**Goal of the exercise**: Show every line of the records below that contains the word "black", copying each line in full. Case counts.

(Dataset records)
───

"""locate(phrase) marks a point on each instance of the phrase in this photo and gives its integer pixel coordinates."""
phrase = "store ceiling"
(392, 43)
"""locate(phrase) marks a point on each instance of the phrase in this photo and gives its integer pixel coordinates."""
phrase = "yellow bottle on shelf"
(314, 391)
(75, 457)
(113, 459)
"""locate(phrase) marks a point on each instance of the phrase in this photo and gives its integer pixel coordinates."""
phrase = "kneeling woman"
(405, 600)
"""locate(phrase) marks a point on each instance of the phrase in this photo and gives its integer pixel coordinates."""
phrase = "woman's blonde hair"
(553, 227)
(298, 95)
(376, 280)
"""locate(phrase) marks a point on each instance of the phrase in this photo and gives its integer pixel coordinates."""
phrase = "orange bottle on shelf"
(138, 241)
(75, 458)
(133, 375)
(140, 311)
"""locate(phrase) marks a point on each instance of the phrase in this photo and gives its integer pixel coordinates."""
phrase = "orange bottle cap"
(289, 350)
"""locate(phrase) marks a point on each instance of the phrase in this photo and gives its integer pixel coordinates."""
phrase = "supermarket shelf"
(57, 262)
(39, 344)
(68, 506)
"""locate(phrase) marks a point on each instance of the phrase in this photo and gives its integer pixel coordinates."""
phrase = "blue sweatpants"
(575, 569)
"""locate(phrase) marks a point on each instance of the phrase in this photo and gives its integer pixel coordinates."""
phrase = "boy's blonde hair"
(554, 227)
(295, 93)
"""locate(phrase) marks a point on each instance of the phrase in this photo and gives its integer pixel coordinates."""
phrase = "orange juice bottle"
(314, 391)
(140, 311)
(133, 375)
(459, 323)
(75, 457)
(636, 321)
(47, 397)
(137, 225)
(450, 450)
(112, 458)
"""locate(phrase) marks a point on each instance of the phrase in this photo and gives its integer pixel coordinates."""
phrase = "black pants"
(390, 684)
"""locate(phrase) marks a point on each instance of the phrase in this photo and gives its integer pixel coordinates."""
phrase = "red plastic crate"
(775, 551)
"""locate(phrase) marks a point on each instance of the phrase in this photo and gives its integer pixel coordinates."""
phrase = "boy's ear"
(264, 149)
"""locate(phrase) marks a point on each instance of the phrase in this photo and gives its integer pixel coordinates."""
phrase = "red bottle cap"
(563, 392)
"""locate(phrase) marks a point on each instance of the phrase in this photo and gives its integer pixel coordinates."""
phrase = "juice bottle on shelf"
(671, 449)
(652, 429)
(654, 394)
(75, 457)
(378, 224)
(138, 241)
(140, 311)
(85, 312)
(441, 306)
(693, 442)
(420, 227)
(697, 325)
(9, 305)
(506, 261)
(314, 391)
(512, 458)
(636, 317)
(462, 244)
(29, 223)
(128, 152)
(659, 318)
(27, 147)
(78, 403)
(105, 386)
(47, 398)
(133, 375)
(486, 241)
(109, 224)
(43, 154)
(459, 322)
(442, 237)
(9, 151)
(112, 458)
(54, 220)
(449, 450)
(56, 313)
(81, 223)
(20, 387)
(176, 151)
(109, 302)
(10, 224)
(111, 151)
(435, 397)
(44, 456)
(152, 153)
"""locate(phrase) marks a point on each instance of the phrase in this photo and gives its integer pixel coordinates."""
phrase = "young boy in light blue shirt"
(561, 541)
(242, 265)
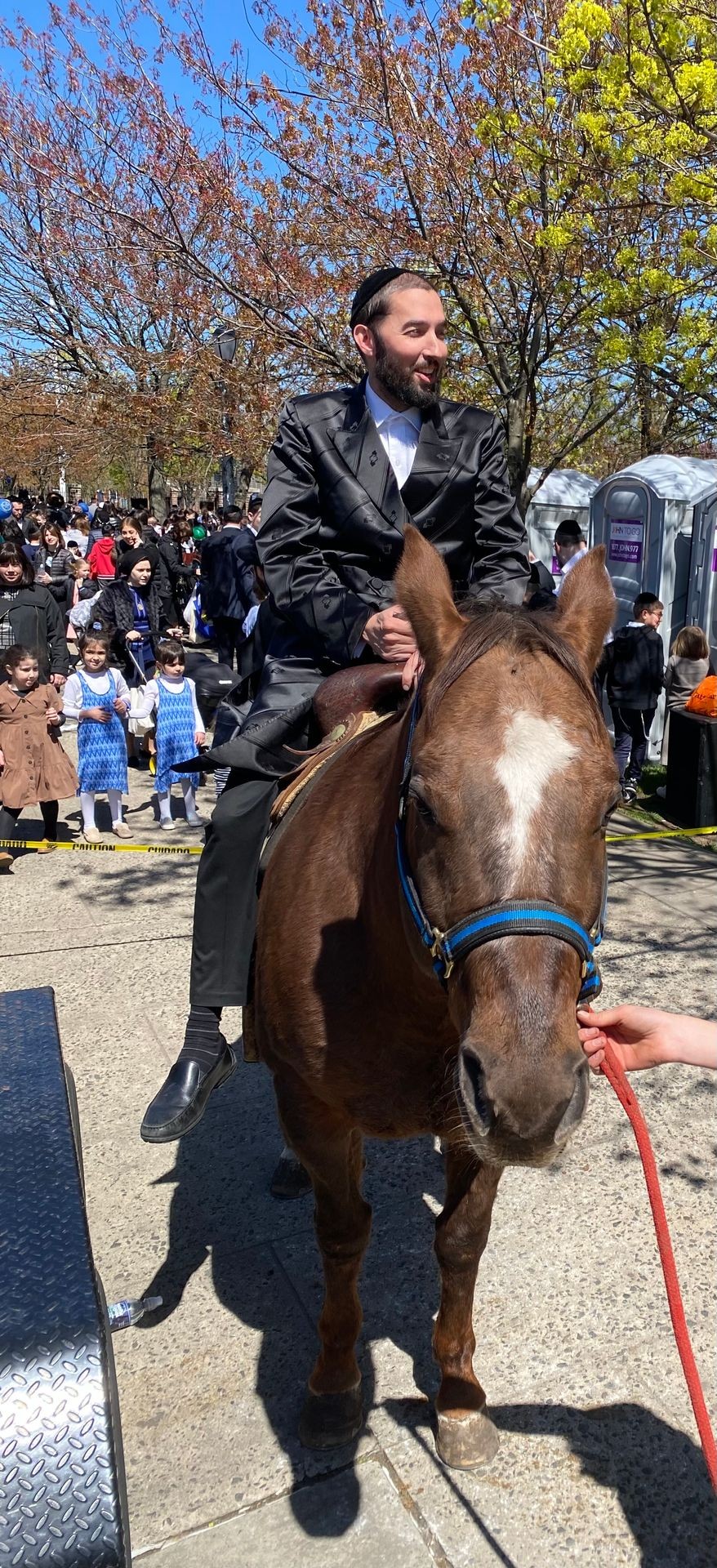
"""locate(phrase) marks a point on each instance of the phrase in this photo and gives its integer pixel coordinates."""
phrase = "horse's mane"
(523, 632)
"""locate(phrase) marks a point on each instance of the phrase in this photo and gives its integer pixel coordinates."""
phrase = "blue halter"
(512, 918)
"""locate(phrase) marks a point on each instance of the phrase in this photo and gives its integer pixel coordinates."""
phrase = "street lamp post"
(225, 347)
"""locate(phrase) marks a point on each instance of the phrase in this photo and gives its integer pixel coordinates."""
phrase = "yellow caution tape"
(197, 849)
(102, 849)
(662, 833)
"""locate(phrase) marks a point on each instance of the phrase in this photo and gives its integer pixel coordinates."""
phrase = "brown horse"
(510, 786)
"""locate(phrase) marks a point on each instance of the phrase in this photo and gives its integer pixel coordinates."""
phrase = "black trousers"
(226, 899)
(228, 637)
(633, 726)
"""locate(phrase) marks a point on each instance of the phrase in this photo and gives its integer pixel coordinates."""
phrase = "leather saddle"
(345, 705)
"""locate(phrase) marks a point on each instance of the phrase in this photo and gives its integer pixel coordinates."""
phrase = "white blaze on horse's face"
(534, 751)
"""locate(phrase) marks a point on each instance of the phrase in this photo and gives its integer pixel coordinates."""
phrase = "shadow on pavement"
(220, 1203)
(657, 1472)
(221, 1211)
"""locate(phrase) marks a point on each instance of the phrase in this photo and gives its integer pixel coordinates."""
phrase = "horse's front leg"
(333, 1156)
(465, 1435)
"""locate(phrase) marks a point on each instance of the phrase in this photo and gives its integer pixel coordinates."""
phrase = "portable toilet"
(565, 492)
(648, 518)
(701, 593)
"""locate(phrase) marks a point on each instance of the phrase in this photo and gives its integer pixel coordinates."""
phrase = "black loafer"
(182, 1098)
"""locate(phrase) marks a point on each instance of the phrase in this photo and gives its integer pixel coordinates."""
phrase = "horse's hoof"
(466, 1441)
(332, 1419)
(289, 1178)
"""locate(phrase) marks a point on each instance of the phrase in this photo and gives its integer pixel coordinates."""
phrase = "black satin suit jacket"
(333, 532)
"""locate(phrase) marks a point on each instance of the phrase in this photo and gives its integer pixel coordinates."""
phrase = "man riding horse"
(347, 472)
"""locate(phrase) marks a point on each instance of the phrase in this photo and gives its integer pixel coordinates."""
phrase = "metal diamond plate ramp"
(61, 1479)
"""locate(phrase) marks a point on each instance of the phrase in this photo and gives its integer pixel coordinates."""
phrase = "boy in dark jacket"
(635, 668)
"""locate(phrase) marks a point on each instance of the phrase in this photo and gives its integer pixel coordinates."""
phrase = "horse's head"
(512, 786)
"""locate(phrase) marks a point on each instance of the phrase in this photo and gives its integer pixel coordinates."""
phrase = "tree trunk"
(156, 483)
(243, 480)
(517, 443)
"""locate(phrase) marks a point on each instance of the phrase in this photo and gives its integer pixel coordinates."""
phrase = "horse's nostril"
(577, 1106)
(476, 1082)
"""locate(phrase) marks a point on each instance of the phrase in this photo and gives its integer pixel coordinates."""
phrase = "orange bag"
(703, 698)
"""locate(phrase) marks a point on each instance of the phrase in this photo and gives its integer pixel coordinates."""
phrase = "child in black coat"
(633, 666)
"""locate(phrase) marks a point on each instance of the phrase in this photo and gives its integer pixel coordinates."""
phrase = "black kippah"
(371, 287)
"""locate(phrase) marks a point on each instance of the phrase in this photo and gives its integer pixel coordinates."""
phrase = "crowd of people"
(633, 668)
(350, 468)
(93, 620)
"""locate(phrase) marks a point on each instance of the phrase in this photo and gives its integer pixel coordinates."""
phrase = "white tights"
(163, 795)
(87, 802)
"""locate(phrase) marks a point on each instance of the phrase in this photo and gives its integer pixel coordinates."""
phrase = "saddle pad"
(297, 787)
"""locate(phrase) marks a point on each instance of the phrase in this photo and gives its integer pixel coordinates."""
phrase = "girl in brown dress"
(33, 767)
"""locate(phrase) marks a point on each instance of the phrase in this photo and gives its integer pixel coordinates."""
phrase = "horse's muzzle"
(524, 1123)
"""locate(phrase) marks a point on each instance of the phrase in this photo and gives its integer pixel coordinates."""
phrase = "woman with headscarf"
(52, 564)
(30, 617)
(132, 608)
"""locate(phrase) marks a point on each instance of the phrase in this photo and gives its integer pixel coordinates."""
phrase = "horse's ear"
(422, 588)
(586, 608)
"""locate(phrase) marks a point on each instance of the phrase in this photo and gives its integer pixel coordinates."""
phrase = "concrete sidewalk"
(598, 1460)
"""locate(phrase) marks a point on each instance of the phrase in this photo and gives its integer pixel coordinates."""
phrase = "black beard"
(402, 383)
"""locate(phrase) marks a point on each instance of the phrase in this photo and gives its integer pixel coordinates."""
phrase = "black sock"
(51, 814)
(201, 1039)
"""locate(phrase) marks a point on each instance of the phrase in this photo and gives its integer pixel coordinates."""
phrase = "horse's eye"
(427, 816)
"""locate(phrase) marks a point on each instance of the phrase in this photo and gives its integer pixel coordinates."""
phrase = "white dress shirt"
(399, 431)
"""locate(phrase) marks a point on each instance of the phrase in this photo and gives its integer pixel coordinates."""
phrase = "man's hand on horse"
(390, 634)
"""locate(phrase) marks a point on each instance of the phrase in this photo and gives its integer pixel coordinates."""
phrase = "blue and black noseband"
(512, 918)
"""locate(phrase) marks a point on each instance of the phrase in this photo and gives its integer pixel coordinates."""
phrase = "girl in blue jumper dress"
(98, 697)
(179, 729)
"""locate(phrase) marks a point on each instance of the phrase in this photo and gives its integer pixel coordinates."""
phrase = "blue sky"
(223, 24)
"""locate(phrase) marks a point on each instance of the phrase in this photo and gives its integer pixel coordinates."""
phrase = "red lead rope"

───

**The solution**:
phrase = "black pants"
phrase = "black trousers"
phrase = "black loafer"
phrase = "black satin suit jacket"
phrase = "child in black coat"
phrase = "black kippah"
phrase = "black beard"
phrase = "black sock"
phrase = "blue and black noseband"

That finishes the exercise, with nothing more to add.